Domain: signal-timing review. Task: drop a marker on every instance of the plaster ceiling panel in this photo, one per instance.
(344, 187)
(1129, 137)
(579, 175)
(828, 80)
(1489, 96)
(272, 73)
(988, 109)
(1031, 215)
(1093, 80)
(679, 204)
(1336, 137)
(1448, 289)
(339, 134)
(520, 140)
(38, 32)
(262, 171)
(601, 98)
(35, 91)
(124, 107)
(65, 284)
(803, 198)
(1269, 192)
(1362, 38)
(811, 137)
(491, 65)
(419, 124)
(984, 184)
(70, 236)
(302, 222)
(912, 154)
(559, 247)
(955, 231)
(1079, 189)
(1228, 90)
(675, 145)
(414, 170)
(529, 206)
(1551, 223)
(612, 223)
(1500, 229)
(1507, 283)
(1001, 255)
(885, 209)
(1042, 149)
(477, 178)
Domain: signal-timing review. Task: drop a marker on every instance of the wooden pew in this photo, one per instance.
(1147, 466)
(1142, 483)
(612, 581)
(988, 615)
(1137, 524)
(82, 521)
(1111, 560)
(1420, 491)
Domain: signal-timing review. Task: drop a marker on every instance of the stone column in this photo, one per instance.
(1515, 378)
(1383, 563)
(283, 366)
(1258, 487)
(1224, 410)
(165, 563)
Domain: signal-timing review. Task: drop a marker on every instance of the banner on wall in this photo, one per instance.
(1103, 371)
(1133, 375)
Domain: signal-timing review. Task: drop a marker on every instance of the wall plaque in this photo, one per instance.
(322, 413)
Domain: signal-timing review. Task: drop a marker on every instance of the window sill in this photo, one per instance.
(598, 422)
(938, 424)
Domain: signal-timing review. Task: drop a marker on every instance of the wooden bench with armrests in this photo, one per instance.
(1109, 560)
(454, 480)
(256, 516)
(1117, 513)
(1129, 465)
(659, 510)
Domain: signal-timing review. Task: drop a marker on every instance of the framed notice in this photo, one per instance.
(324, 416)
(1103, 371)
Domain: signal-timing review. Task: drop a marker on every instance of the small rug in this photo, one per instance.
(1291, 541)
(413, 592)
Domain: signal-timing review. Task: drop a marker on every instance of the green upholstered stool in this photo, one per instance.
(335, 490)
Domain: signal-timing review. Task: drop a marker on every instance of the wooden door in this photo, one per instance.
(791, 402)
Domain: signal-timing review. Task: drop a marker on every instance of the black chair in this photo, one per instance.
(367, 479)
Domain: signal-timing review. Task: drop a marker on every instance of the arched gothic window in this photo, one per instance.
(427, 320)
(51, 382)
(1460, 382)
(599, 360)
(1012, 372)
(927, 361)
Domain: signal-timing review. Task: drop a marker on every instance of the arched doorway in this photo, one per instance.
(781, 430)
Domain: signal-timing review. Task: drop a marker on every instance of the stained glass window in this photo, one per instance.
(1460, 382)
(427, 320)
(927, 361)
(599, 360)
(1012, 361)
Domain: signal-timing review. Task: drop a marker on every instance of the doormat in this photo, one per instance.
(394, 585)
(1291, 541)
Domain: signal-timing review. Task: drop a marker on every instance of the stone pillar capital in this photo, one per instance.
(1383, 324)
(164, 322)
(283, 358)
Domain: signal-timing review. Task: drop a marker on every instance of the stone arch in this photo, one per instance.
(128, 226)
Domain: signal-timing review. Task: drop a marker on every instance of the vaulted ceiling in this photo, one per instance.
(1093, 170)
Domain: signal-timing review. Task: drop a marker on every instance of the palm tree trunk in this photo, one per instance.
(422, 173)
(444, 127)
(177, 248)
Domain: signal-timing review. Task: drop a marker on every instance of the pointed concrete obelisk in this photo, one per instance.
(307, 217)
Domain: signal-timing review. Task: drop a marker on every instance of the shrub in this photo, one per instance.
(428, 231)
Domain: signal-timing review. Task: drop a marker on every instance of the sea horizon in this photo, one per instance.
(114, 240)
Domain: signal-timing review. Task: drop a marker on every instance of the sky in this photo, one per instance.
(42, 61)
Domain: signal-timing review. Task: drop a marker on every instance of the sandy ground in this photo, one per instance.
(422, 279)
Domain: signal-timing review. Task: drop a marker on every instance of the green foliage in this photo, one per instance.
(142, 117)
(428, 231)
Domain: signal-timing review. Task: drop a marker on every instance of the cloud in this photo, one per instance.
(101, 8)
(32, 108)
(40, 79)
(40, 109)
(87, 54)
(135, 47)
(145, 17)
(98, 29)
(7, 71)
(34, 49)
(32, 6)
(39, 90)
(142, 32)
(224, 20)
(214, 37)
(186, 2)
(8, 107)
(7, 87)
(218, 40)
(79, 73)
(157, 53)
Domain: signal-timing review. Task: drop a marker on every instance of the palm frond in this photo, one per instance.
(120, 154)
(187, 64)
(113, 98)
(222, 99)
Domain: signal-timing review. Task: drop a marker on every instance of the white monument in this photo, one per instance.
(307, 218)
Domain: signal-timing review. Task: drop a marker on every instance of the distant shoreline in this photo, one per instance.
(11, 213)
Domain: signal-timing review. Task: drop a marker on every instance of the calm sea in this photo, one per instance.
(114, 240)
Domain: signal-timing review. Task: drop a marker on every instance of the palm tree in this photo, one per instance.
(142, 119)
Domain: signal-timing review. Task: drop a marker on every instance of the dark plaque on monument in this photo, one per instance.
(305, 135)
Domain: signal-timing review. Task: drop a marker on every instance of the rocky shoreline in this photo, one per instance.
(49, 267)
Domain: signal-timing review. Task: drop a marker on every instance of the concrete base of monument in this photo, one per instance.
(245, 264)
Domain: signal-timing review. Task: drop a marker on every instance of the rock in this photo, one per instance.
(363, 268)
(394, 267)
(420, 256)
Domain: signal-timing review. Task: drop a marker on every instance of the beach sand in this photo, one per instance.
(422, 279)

Prompt >>
From the line holding "rock in this photo, one per instance." to the last line of the data above, copy every line exactly and include nothing more.

Solution to the exercise >>
Domain: signal-timing review. Task: drop a marker on every instance of the rock in this photo, one per instance.
(363, 268)
(394, 267)
(420, 256)
Domain: signal-timing review. Task: drop a marker on every instance of the beach sand in this photo, one per instance.
(422, 279)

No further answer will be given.